Record del dataset di annotazioni a punti:
++++++

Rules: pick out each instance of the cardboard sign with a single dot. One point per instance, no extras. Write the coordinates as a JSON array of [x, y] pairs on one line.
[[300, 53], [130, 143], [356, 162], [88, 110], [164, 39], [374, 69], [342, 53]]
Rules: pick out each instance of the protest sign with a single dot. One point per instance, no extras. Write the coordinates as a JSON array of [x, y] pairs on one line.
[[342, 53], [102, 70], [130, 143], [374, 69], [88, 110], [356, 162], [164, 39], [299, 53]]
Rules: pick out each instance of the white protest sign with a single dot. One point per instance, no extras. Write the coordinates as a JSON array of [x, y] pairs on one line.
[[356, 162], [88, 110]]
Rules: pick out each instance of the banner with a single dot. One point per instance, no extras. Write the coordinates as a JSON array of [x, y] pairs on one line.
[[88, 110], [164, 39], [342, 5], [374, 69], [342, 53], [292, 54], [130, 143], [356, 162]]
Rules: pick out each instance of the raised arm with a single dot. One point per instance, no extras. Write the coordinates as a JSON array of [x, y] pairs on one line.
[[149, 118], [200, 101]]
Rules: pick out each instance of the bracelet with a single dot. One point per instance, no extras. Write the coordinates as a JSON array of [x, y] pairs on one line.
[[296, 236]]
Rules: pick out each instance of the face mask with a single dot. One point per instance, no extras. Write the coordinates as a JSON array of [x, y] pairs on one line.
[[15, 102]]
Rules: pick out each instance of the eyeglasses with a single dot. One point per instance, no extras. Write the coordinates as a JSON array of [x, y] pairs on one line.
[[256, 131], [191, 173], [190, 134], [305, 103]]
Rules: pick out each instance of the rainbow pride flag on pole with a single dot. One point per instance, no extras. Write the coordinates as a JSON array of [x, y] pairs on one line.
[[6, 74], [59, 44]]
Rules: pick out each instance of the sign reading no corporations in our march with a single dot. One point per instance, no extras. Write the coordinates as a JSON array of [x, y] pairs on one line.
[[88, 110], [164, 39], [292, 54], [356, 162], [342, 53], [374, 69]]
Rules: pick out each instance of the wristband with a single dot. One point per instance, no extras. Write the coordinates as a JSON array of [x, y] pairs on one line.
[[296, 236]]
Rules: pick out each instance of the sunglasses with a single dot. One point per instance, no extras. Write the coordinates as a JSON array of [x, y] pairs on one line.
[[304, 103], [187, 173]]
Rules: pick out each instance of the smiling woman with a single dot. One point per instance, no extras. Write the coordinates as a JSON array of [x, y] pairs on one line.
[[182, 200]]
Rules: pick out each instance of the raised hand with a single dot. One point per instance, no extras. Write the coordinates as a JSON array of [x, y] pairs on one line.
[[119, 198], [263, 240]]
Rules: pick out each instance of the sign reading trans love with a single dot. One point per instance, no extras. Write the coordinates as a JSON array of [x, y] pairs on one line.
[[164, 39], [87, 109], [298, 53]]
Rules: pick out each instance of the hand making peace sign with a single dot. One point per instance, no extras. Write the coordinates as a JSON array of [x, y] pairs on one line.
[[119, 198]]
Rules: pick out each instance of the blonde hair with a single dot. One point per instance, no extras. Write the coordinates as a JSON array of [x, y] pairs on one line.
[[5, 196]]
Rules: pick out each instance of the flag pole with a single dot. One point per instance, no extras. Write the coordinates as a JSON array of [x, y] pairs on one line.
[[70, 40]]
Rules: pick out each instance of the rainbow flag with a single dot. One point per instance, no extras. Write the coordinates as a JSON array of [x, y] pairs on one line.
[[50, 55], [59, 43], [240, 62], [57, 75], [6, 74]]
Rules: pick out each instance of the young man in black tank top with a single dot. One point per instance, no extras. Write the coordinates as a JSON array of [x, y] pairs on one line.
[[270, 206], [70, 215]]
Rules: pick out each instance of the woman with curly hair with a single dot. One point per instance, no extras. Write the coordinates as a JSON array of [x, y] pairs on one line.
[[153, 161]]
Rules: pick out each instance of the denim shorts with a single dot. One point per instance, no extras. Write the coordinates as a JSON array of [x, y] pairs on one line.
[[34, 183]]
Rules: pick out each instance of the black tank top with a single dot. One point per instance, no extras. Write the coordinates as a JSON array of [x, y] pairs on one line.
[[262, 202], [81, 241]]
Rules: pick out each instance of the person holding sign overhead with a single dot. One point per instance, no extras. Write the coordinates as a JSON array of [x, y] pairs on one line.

++++++

Esercizio scritto | Ricopi integralmente l'elenco riportato sopra, riga per riga, senza alcuna modifica.

Risposta all'esercizio |
Rules: pick out each instance of the cardboard sign with a single dot. One point per instance, no extras. Write the coordinates as a JSON array of [x, y] pairs on one line.
[[300, 53], [130, 143], [356, 162], [88, 110], [164, 39], [374, 69], [342, 53]]
Rules: pick out each instance of the protest sign with a single dot. One point per instance, no extras. Write the coordinates as a JSON array of [x, y] pairs on one line.
[[342, 53], [102, 70], [130, 143], [374, 69], [88, 110], [356, 162], [164, 39], [299, 53]]
Rules: pick out each instance of the white protest sign with a single dot. One point per instance, no extras. Write the coordinates as a JSON array of [x, y] pairs on one line.
[[356, 162], [88, 110]]
Rules: pick out each instance of the banner with a single dot. One point per instance, no extras. Write the coordinates as a JSON array of [x, y] pairs on one line.
[[88, 110], [164, 39], [342, 5], [374, 69], [342, 53], [292, 54], [130, 143], [356, 162]]
Rules: pick out each instance of the raised arm with a single dot. One point per instance, no extras. Write the coordinates as a JSON array of [x, y] pairs on one line.
[[149, 118], [200, 101]]
Rules: pick out each instance of the bracelet with a single dot. One point per instance, no extras. Write the coordinates as a JSON array of [x, y] pairs on one line.
[[296, 236]]
Rules: pick out each instance of the face mask with a single dot. One point per instance, no extras. Write the coordinates as a JSON array of [x, y] pairs on one line.
[[15, 102]]
Rules: pick out each instance of the eyeglasses with a single dot. One point per instance, no extras. Write the coordinates as a JSON array of [x, y] pairs on one line.
[[256, 131], [191, 173], [190, 134], [305, 103]]
Rules: pick out each instance of the rainbow pride flag on pole with a single dot. One point per instance, no extras. Write the coordinates as a JSON array of [x, y] pairs on one line.
[[6, 74], [59, 44]]
Rules: pick out each instance of the sign reading no corporations in our march with a single dot. One point per instance, no extras. Write the coordinates as a JSON array of [x, y] pairs on one line.
[[88, 110], [164, 39], [292, 54], [356, 162], [342, 53], [374, 69]]
Rules: pick out each instance of the wristband with a single dot. One point per instance, no extras. Write the coordinates as a JSON array of [x, y] pairs on one line.
[[296, 236]]
Rules: pick out each instance of the sunglasses with a single dot. One point per instance, no extras. Write the coordinates as a JSON array of [x, y] pairs on one line.
[[304, 103], [187, 173]]
Rules: pick out each instance of the smiling woman with a single dot. One point per instance, no extras. Write the coordinates as a JSON array of [x, y] pairs on one line.
[[182, 200]]
Rules: pick out each instance of the raised hand with a single dot. One point per instance, no extras. Write the coordinates as a JSON array of [x, y] pairs on one line.
[[119, 198], [263, 240]]
Rules: pick out each instance of the sign reading trans love with a single dot. One point per instance, no extras. Write the coordinates as a JSON array of [x, y] pairs on one line.
[[164, 39], [87, 109], [298, 53]]
Rules: pick out each instance of the hand making peace sign with a single dot. One point per instance, no extras. Write the coordinates as a JSON array of [x, y] pairs on one line.
[[119, 198]]
Rules: pick out each instance of the blonde hair with a single dot. One point per instance, no extras. Write the coordinates as a JSON array of [x, y] pairs on one line.
[[5, 196]]
Rules: pick out each instance of the flag pole with a single dot. One point per instance, no extras. Write the coordinates as a JSON array of [x, y] pairs on one line.
[[70, 40]]
Rules: pick out each instance of the rainbow flag with a single dot. One point per instance, no extras. Write the coordinates as a JSON array of [x, y] pairs on one line.
[[50, 55], [59, 43], [240, 62], [57, 75], [6, 74]]
Rules: pick out each instance of the young man in black tank top with a single dot. One point per instance, no extras. Write the coordinates as a JSON array of [x, y] pairs on one line.
[[270, 206], [70, 215]]
Rules: pick out each instance of the woman with curly hair with a single dot. One point per instance, no extras. Write the coordinates as a JSON array of [x, y] pairs on one line.
[[153, 161]]
Rules: pick out each instance of the denim shorts with a single dot. One point per instance, no extras. Write the coordinates as a JSON array of [x, y] pairs on one line.
[[34, 183]]
Rules: pick out each instance of the black tank top with a single dot. One point per instance, no extras. Write the coordinates as a JSON array of [x, y] pairs on one line.
[[262, 202], [81, 241]]
Rules: pick out each instance of the person holding sign overhead with a single dot. One point per instance, no extras. Write the coordinates as a JSON array of [x, y] pairs on one line.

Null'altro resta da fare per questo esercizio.